## EXERCISE TEXT
Children are definitely representative of openness to the future and have this kind of unpredictability hovering over them in relation to what can become of them in my work. The early years of our lives shape who we become. This sort of tabula rasa at one point everyone starts off with that slowly but shortly accumulates all these perceptions is very interesting to me. Everyone has their own specific stories, experiences, struggles, wins, losses, and even when we are too young to fully grasp the totality of every situation, we still feel and live through them. 

“This whirlwind of emotions that come from the earliest point of our lives really tie into how human beings can adapt to their experiences later on in their lives, and reflect the layers that make up each and everyone.”

The child’s mind creates that first layer, and I think that incorporating them in my works  llows me to play with these innate curiosities human beings have and how they navigate themselves in the world over time.

Titles are always very specific in your paintings. Contrary to many contemporary artists, you always seem to describe a work with precise accuracy of words. Could you tell me more about this particular attention?

The titles of the pieces stem from many places, sometimes I’ll hear my family members say phrases as forms of life lessons that I think are special, and I’ll remember them and think about how I can alter them to make them stronger, more accurate. Recently I’ve gotten into poetry, and will take a line or two I think can really stand on their own and apply it to paintings that I am already planning on making.

I think it’s important to utilize everything I can to get closer to the viewer, I want people who see my work to be able to envision themselves in it and allow it to touch them in some way or another. I think it’s interesting that very often titles are left out in gallery displays, and sometimes it isnt until you get the information written somewhere else that you can see another side to the work. I want people to be able to experience my work right away, not simply through just a title, but through what the title is to me, which is in fact poetry. I think this purposefulness can be a tool I can offer them as a chance to express that as an artist I am trying to have a conversation about people, and I am actively reaching out beyond the image.

Veronica Fernandez, Superheroes

Talking about the viewer and ways to reach put to him/her,  in which way do you try to combine the autobiographical source in your works with the outside world, in the attempt to leave space to the audience’s own gaze?

Sometimes the stories are represented through the imagery, and other times the painting evokes just the underlying emotions that come from those experiences, even though the actual source is not as recognizable. The figures in my work are depicted in different ways, some are more realistically rendered, others are recreated in odd colors, like full red, or many are altered to be irrecognizable through painterly gesture.

Referring expression pointing data
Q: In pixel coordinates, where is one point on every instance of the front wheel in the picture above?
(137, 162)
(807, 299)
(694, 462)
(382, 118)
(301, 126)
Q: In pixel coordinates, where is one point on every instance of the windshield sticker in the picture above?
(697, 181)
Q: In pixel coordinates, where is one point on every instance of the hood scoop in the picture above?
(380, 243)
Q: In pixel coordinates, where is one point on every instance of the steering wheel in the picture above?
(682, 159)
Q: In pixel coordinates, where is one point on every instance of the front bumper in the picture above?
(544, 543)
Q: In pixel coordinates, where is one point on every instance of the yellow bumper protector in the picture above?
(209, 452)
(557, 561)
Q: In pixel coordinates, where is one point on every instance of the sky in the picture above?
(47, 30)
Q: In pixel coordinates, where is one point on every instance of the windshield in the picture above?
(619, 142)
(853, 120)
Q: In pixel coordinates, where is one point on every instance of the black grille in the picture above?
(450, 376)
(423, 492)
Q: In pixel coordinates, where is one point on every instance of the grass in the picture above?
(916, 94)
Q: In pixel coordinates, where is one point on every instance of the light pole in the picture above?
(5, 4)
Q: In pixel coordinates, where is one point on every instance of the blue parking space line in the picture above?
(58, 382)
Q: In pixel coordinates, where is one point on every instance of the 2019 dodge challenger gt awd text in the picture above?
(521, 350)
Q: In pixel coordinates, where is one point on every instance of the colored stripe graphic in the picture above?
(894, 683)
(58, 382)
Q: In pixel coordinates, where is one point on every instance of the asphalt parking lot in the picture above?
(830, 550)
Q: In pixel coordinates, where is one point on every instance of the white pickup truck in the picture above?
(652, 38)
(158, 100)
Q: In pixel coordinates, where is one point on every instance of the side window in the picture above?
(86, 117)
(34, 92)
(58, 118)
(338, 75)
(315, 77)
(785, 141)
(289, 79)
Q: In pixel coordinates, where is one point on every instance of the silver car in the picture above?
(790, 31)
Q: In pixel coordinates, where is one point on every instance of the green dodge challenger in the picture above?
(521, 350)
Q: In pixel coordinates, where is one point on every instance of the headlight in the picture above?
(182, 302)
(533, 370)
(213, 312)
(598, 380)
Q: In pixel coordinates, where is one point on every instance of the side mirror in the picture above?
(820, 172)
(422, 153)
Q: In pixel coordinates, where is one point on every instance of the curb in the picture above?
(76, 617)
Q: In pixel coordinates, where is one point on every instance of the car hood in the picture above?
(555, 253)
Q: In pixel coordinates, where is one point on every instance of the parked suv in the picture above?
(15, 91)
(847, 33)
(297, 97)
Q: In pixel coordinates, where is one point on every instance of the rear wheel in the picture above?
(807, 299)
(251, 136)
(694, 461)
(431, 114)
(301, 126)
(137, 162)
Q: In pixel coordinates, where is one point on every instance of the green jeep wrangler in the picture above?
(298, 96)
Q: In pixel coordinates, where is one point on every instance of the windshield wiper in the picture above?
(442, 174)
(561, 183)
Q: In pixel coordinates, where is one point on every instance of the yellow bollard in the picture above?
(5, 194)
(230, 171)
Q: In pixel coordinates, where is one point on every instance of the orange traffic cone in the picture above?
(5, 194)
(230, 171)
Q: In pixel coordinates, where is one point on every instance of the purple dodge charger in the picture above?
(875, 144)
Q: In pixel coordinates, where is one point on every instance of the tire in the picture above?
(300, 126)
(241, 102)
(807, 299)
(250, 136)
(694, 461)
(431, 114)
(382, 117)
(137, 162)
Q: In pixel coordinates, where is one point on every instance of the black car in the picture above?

## ACTIVITY
Answer these questions about the interview:
1. What does the interview say shapes who we become?
2. What has the artist recently gotten into as a source for titles?
3. What odd color is given as an example for recreating some figures?

## SOLUTION TO THIS PROBLEM
1. The early years of our lives.
2. Poetry.
3. Full red.